> [TRECHO DO DOCUMENTO]
Funciona mais ou menos como despedida o festival que a chef carioca Flávia Quaresma está comandando com o jovem chef mineiro Henrique Gilberto, esta semana, no Vecchio Sogno. Explico: ela revelou ontem que está para fechar as portas do Carême, restaurante que abriu há 10 anos no Rio de Janeiro. Quem quiser sentir o gostinho do que era a casa terá última oportunidade hoje à noite, quando termina o festival.
E que gostinho! Na primeira noite, ontem, Flávia e Henrique (que trabalhou com ela no Carême por dois anos) apresentaram criativo menu de seis etapas. Começou com ótimo arroz basmati com coco queimado e camarão grelhado (sem evidências da pimenta anunciada por Flávia e um pouco salgado para o meu gosto). Na sequência, foie gras grelhado, compota de goiaba (cadê o alecrim que estava no cardápio?), sablé de parmesão e redução de pato. Na boca, a mistura dos três primeiros elementos ficou excelente. A redução de pato, a meu ver, acrescenta pouco ao prato. Mas, absolutamente, não o compromete.

[Entradas de dados]

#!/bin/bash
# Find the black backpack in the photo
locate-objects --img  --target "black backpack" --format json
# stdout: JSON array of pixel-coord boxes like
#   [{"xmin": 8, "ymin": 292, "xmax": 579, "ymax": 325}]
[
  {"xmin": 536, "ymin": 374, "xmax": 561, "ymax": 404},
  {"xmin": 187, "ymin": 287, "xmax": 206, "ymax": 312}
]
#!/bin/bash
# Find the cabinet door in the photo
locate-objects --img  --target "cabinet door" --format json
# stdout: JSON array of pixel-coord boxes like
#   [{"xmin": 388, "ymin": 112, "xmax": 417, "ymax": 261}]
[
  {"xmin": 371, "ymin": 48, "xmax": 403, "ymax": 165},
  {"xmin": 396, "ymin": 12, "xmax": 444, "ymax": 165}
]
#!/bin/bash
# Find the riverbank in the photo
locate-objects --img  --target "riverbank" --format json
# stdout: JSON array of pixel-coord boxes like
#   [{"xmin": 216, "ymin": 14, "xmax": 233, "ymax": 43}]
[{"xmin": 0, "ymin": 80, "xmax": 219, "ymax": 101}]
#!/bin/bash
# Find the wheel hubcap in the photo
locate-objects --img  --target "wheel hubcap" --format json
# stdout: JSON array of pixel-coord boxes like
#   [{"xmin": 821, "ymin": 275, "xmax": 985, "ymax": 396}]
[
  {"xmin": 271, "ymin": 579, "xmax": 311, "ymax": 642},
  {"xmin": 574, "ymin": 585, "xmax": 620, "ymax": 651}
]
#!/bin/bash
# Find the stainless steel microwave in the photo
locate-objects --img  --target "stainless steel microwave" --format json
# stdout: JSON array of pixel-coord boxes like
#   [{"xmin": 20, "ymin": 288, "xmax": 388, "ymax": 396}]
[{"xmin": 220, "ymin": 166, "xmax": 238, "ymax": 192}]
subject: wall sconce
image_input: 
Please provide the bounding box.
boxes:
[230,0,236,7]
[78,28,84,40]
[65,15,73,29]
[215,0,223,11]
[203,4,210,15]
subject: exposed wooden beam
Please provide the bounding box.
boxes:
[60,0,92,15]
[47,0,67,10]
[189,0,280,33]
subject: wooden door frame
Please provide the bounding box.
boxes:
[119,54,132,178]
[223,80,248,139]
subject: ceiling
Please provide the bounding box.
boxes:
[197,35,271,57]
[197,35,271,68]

> [EXERCÍCIO A]
Responda às perguntas sobre o texto do festival no Vecchio Sogno:
(i) Há quanto tempo Flávia Quaresma abriu o Carême no Rio de Janeiro?
(ii) Por quanto tempo Henrique Gilberto trabalhou com ela no Carême?
(iii) Quantas etapas tinha o menu apresentado na primeira noite?
> [EXERCÍCIO B] Reproduza, sem nenhuma alteração, o trecho do texto do festival no Vecchio Sogno entre "Funciona mais ou" e "termina o festival.", inclusive.

> [RESPOSTA CORRETA A]
(i) Há 10 anos.
(ii) Por dois anos.
(iii) Seis etapas.

> [RESPOSTA CORRETA B]
Funciona mais ou menos como despedida o festival que a chef carioca Flávia Quaresma está comandando com o jovem chef mineiro Henrique Gilberto, esta semana, no Vecchio Sogno. Explico: ela revelou ontem que está para fechar as portas do Carême, restaurante que abriu há 10 anos no Rio de Janeiro. Quem quiser sentir o gostinho do que era a casa terá última oportunidade hoje à noite, quando termina o festival.